* **SOURCE TEXT**
-- START --

Joining a short seasonal class led by Marty, a diverse age range of students is challenged by her methods, a series of intimate exercises and games that dig into the personal. As relationships form and crumble between Lauren, Theresa, Schultz and Marty’s husband James, their learning brings plenty of secrets, mistakes and betrayals.
Baker’s writing is unlike that of any other dramatist, constructed from stream of consciousness and conversations that rely less on plot and dramatic incident and more on the culminating intersection of strangers having bland, regular conversations in informal settings. To perform Baker well – as the cast of this Tower Theatre production does – the key is not to fight the rhythm or try too hard to make it pointedly meaningful but, as Cornford shows, to allow the interactions and stakes to build. Astutely, the director notes that those stakes may always be relatively low – who loves whom or lets them down – but for the individual, they feel world-ending or monumental.
Partly that works by capturing the awkwardness of each scenario, relative strangers who endure stilted conversations in the early classes, slowly becoming more familiar with one another, perhaps overly so, especially as Marty’s revelatory approaches backfire in comic and often slight tragic ways as people overshare, desperate to be known. And this production maintains its tone of sincerity, lending credibility to the range of characters who become oddly united as the class and Marty’s repeated exercises wear on.

-- END --

* **SUPPLIED DATA**
-- START --

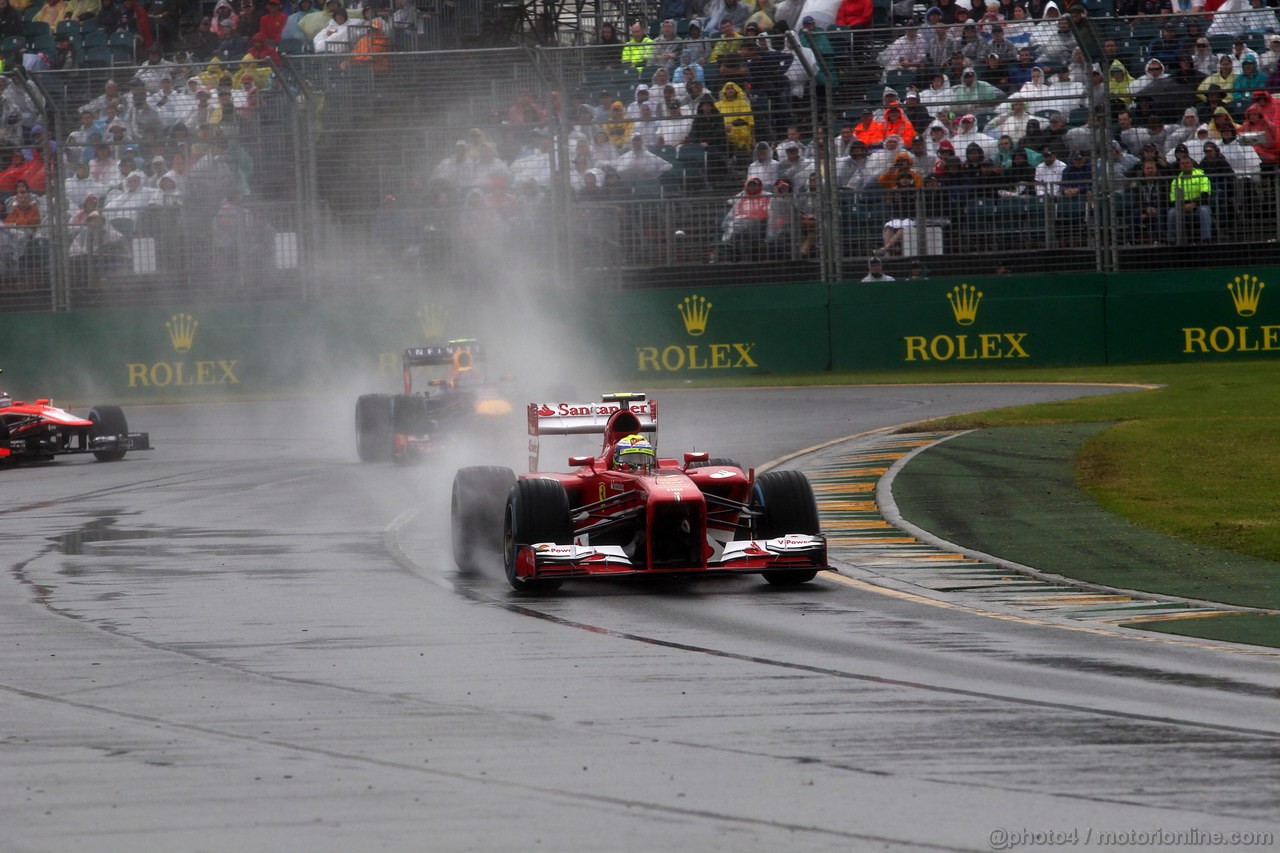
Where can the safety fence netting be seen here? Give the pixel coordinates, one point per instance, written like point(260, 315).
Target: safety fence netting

-- END --

* **EXERCISE SET**
**A)** Check each statement against the theater review. Answer yes or no for each, and quote the exact words from the review that decide it.
(i) The class is led by Marty's husband, James.
(ii) The director notes that the stakes may be relatively low but feel world-ending or monumental to the individual.
(iii) The production drops its tone of sincerity as the class goes on.
**B)** Write the next paragraph of the theater review, following on from its final sentence.

* **ANSWERS PROVIDED**
**A)**
(i) No: "Joining a short seasonal class led by Marty"
(ii) Yes: "those stakes may always be relatively low – who loves whom or lets them down – but for the individual, they feel world-ending or monumental"
(iii) No: "this production maintains its tone of sincerity"

**B)**
Performances are strong and in harmony, sketching individuals just enough to build trust between them while retaining the distance of people meeting only once a week or so in strained circumstances that often ask more than they want to give. Cerys McLaren’s Lauren is the quietest, desperate to do some real plays so she can land a part in her school production; Siobhán Callaghan’s Theresa hides a broken heart and possibly a failed acting career, fleeing New York for this small Vermont group, while Cameron Jones’ Schultz offers an aggressive vulnerability that tips into obsession. Their tutor, Sangita Modgil’s Marty finds her own assumptions challenged while Alan Maddrell’s James struggles with their marriage in a very public way.
Essentially a piece about what it means to act both in plays and in the performance of life, this production of Circle Mirror Transformation really understands the loose, evolving, but directed way that Baker writes, finding the tragedies of disconnection in everyday small-town America.